### Brief
Write out the records below again, swapping "box_all" for "find_all" everywhere and leaving everything else unchanged. Leave the pictures out of your answer.

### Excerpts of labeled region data
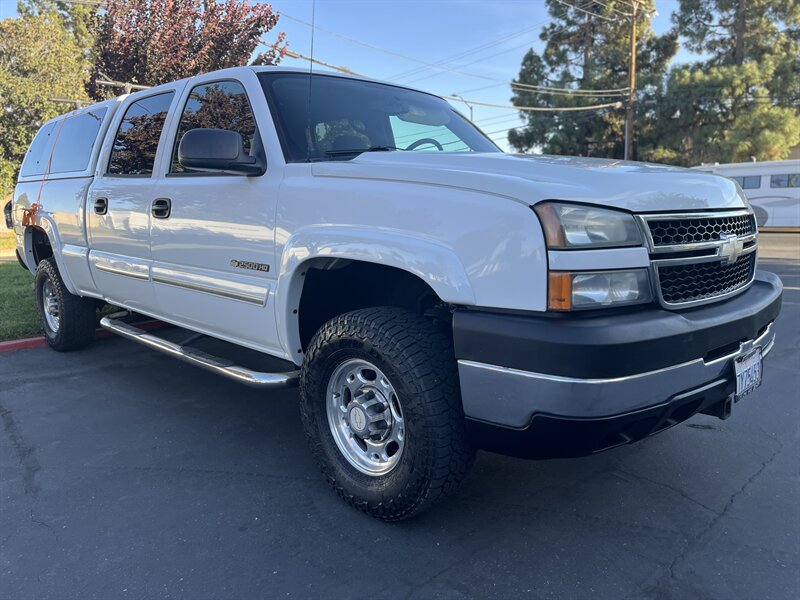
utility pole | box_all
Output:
[625,0,639,160]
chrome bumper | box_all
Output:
[458,323,775,428]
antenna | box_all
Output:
[306,0,317,162]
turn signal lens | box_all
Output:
[547,269,653,310]
[547,271,572,310]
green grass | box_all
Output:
[0,223,17,254]
[0,264,41,341]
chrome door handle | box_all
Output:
[94,198,108,215]
[150,198,172,219]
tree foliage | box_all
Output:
[0,11,88,198]
[87,0,286,99]
[508,0,678,158]
[640,0,800,165]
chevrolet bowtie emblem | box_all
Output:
[719,232,744,265]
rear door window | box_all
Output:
[19,121,61,177]
[731,175,761,190]
[108,92,175,175]
[50,107,107,173]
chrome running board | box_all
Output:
[100,313,300,389]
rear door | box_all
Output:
[86,90,183,314]
[151,70,282,352]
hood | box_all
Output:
[312,152,746,213]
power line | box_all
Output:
[556,0,615,23]
[279,12,627,95]
[292,52,622,112]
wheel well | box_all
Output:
[30,227,53,265]
[298,259,450,350]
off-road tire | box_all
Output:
[300,307,475,521]
[34,258,97,352]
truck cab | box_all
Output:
[11,67,782,520]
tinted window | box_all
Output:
[389,116,469,152]
[172,81,256,173]
[108,92,175,175]
[259,73,500,162]
[731,175,761,190]
[19,121,61,177]
[769,173,800,187]
[50,108,107,173]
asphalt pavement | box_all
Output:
[0,245,800,600]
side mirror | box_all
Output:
[178,129,266,175]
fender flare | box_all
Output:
[23,213,79,296]
[275,225,475,365]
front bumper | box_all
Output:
[453,273,783,458]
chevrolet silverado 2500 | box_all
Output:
[7,67,782,520]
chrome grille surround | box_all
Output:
[637,210,758,309]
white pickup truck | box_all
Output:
[7,67,782,520]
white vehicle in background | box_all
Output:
[693,160,800,231]
[6,67,782,520]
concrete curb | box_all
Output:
[0,320,172,354]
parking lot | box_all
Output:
[0,238,800,599]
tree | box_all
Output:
[87,0,286,99]
[642,0,800,165]
[0,12,88,198]
[508,0,678,158]
[17,0,100,53]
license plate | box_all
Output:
[733,348,761,402]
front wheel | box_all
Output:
[35,258,97,352]
[300,307,475,521]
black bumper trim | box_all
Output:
[453,272,783,379]
[466,373,736,459]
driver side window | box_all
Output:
[170,81,258,173]
[389,116,470,152]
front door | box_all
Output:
[86,89,176,314]
[151,74,280,353]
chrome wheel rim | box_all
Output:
[325,359,406,477]
[42,280,61,333]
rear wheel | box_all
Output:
[300,308,475,521]
[35,258,97,352]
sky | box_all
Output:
[0,0,692,150]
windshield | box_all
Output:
[259,73,500,162]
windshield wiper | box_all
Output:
[325,146,403,156]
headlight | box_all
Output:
[547,269,653,310]
[533,202,642,250]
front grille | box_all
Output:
[658,252,756,304]
[647,214,756,248]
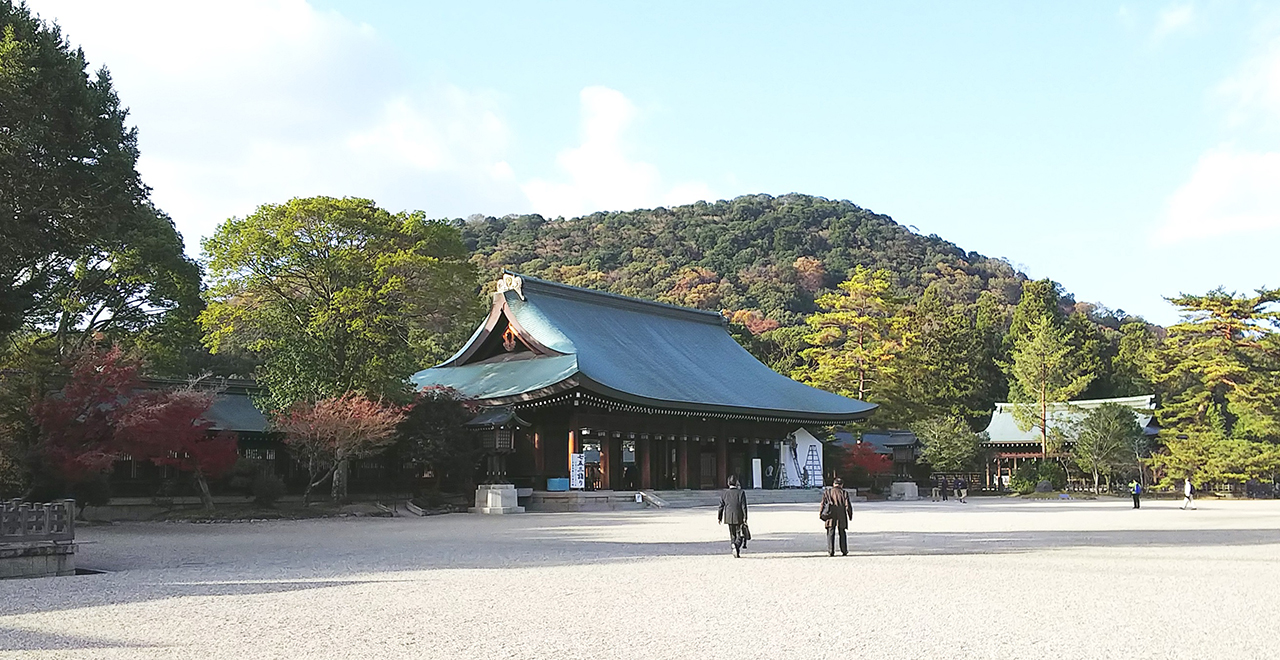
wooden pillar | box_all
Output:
[716,435,728,489]
[676,437,689,489]
[636,437,653,490]
[600,435,613,490]
[534,427,547,478]
[564,417,582,480]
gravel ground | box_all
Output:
[0,498,1280,660]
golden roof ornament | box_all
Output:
[498,272,525,301]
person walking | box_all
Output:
[716,475,746,556]
[1179,477,1196,510]
[818,477,854,556]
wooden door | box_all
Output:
[699,452,719,489]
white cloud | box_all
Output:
[31,0,527,253]
[1151,4,1196,41]
[522,87,712,216]
[1157,148,1280,243]
[1217,37,1280,129]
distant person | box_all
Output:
[716,475,746,556]
[1179,477,1196,510]
[819,477,854,556]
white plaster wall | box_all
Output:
[782,427,824,489]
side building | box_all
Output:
[411,272,876,490]
[982,394,1160,487]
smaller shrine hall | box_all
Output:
[412,272,876,490]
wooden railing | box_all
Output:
[0,500,76,545]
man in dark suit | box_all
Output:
[822,477,854,556]
[716,476,746,556]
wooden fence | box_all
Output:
[0,500,76,545]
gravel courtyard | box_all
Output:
[0,498,1280,659]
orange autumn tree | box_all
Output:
[275,393,404,504]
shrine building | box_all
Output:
[411,272,876,490]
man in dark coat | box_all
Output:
[716,476,746,556]
[822,477,854,556]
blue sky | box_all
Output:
[22,0,1280,322]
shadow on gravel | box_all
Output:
[0,625,156,651]
[0,577,394,619]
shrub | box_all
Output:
[253,472,284,507]
[70,475,111,513]
[1009,460,1066,495]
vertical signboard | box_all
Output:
[568,454,586,490]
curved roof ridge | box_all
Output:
[503,270,724,325]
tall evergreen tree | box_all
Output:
[200,197,479,411]
[1152,288,1280,481]
[792,266,914,414]
[1009,317,1093,457]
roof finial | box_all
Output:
[498,272,525,301]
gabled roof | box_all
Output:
[411,272,876,422]
[986,394,1156,444]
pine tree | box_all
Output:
[791,266,914,404]
[1009,317,1093,458]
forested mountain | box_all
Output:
[462,194,1149,427]
[463,194,1027,329]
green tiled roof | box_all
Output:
[412,274,876,422]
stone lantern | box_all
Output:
[465,407,529,513]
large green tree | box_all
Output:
[1009,316,1093,458]
[200,197,479,411]
[0,0,186,336]
[877,285,1005,426]
[1071,403,1142,492]
[911,416,984,472]
[1152,288,1280,481]
[792,266,913,404]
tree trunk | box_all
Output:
[195,468,214,512]
[332,458,348,504]
[302,466,338,507]
[1041,370,1048,459]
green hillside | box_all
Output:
[462,194,1140,426]
[463,194,1027,326]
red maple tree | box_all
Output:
[275,393,404,503]
[31,348,141,483]
[32,348,237,508]
[841,443,893,477]
[116,385,239,510]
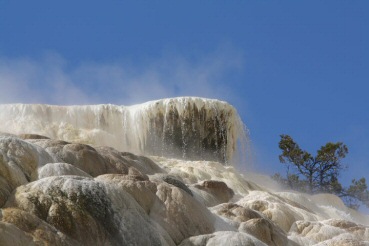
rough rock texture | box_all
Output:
[180,231,266,246]
[193,180,234,207]
[5,176,164,245]
[0,134,369,246]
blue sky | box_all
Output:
[0,0,369,186]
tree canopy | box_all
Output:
[273,135,369,209]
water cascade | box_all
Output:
[0,97,247,163]
[0,97,369,246]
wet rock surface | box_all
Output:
[0,134,369,246]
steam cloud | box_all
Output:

### Task response
utility pole | find_all
Output:
[625,0,639,160]
chrome bumper | find_all
Output:
[458,323,775,428]
antenna | find_all
Output:
[306,0,317,162]
turn signal lens | find_all
Output:
[547,269,653,310]
[547,271,572,310]
green grass | find_all
Output:
[0,223,17,254]
[0,264,41,341]
chrome door handle | find_all
Output:
[94,198,108,215]
[150,198,172,219]
tree foliage | find_all
Output:
[0,11,88,198]
[87,0,286,99]
[508,0,678,158]
[640,0,800,165]
chevrolet bowtie emblem | find_all
Output:
[719,232,744,265]
rear door window | find_all
Output:
[19,121,61,177]
[731,175,761,190]
[108,92,175,175]
[50,107,107,173]
chrome running board | find_all
Output:
[100,313,300,389]
rear door | find_all
Output:
[86,90,183,314]
[151,70,282,352]
hood | find_all
Output:
[312,152,746,213]
power line | find_all
Output:
[556,0,615,23]
[279,12,627,95]
[292,52,622,112]
wheel well | find_all
Output:
[30,227,53,265]
[298,259,450,350]
off-road tire | find_all
Output:
[300,307,475,521]
[34,258,97,352]
truck cab | find_all
Output:
[11,67,782,520]
tinted window | find_all
Output:
[389,116,469,152]
[172,81,256,173]
[108,92,175,175]
[259,73,500,162]
[731,175,761,190]
[19,121,61,177]
[769,173,800,187]
[50,108,107,173]
asphalt pavement | find_all
Output:
[0,245,800,600]
side mirror | find_all
Output:
[178,129,266,175]
fender flare | find_all
Output:
[23,213,79,296]
[275,225,475,365]
front bumper | find_all
Output:
[453,273,783,458]
chevrolet silverado 2500 | find_all
Output:
[7,67,782,520]
chrome grille surround | find_all
Output:
[637,210,758,309]
white pickup truck | find_all
Output:
[7,67,782,520]
white vehicle in background | find_all
Output:
[693,160,800,231]
[6,67,782,520]
concrete curb | find_all
Output:
[0,320,172,354]
parking lot | find_all
Output:
[0,238,800,599]
tree | find_all
Output:
[87,0,286,99]
[642,0,800,165]
[0,12,88,198]
[508,0,678,158]
[17,0,100,53]
license plate | find_all
Output:
[733,348,761,402]
front wheel | find_all
Output:
[35,258,97,352]
[300,307,475,521]
black bumper trim | find_all
Output:
[453,272,783,379]
[466,373,736,459]
driver side window | find_all
Output:
[170,81,258,173]
[389,116,470,152]
front door | find_all
Output:
[86,89,176,314]
[151,74,280,353]
chrome wheel rim | find_all
Output:
[325,359,406,477]
[42,280,61,333]
rear wheel | find_all
Output:
[300,308,475,521]
[35,258,97,352]
sky | find_all
Output:
[0,0,692,150]
windshield | find_all
Output:
[259,73,500,162]
windshield wiper | find_all
Output:
[325,146,403,156]
headlight | find_all
Output:
[547,269,653,310]
[533,202,642,250]
front grille | find_all
Output:
[658,252,756,304]
[647,214,756,248]
wooden pillar | find_all
Output:
[716,435,728,489]
[676,437,689,489]
[636,437,653,490]
[600,435,613,490]
[534,427,547,478]
[564,417,582,480]
gravel ground | find_all
Output:
[0,498,1280,660]
golden roof ornament | find_all
Output:
[498,272,525,301]
person walking | find_all
Output:
[716,475,746,556]
[1179,477,1196,510]
[818,477,854,556]
wooden door | find_all
Output:
[699,452,719,489]
white cloud | find_all
Output:
[31,0,527,253]
[1151,4,1196,41]
[522,87,712,216]
[1157,148,1280,243]
[1217,37,1280,129]
distant person | find_all
Output:
[716,475,746,556]
[1179,477,1196,510]
[819,477,854,556]
white plaster wall | find_all
Output:
[782,427,824,489]
side building | find_all
Output:
[411,272,876,490]
[982,394,1160,487]
smaller shrine hall | find_all
Output:
[412,272,876,490]
wooden railing | find_all
Output:
[0,500,76,545]
man in dark suit | find_all
Output:
[822,477,854,556]
[716,476,746,556]
wooden fence | find_all
Output:
[0,500,76,545]
gravel courtyard | find_all
Output:
[0,498,1280,659]
orange autumn tree | find_all
Output:
[275,393,404,504]
shrine building | find_all
Output:
[411,272,876,490]
man in dark coat | find_all
Output:
[716,476,746,556]
[822,477,854,556]
blue sky | find_all
Output:
[22,0,1280,322]
shadow on gravel | find_all
Output:
[0,625,156,651]
[0,577,394,619]
shrub | find_all
Output:
[253,472,284,507]
[70,475,111,513]
[1009,460,1066,495]
vertical signboard | find_all
Output:
[568,454,586,490]
curved roof ridge | find_all
Output:
[503,270,724,325]
tall evergreen tree | find_all
Output:
[200,197,479,411]
[1152,288,1280,481]
[792,266,914,414]
[1009,317,1093,457]
roof finial | find_all
Output:
[498,272,525,301]
gabled roof | find_all
Output:
[411,272,876,422]
[986,394,1156,444]
pine tree | find_all
Output:
[791,266,914,404]
[1009,317,1093,458]
forested mountain | find_all
Output:
[462,194,1149,427]
[463,194,1027,329]
green tiled roof | find_all
Output:
[412,274,876,422]
stone lantern | find_all
Output:
[465,407,529,513]
large green tree | find_all
Output:
[1009,316,1093,458]
[200,197,479,411]
[0,0,186,336]
[877,285,1005,426]
[1071,403,1142,492]
[911,416,984,472]
[1152,288,1280,481]
[792,266,913,404]
tree trunk | find_all
Output:
[195,468,214,512]
[332,458,348,504]
[302,466,338,507]
[1041,370,1048,459]
green hillside | find_all
Output:
[462,194,1140,426]
[463,194,1027,326]
red maple tree | find_all
Output:
[275,393,404,503]
[31,348,141,483]
[32,348,237,508]
[841,443,893,477]
[116,385,239,510]
rough rock texture | find_all
Output:
[180,231,266,246]
[193,180,234,207]
[5,176,164,245]
[0,134,369,246]
blue sky | find_all
Output:
[0,0,369,186]
tree canopy | find_all
Output:
[273,135,369,209]
water cascade | find_all
Output:
[0,97,247,163]
[0,97,369,246]
wet rock surface | find_all
Output:
[0,134,369,246]
steam cloud | find_all
Output:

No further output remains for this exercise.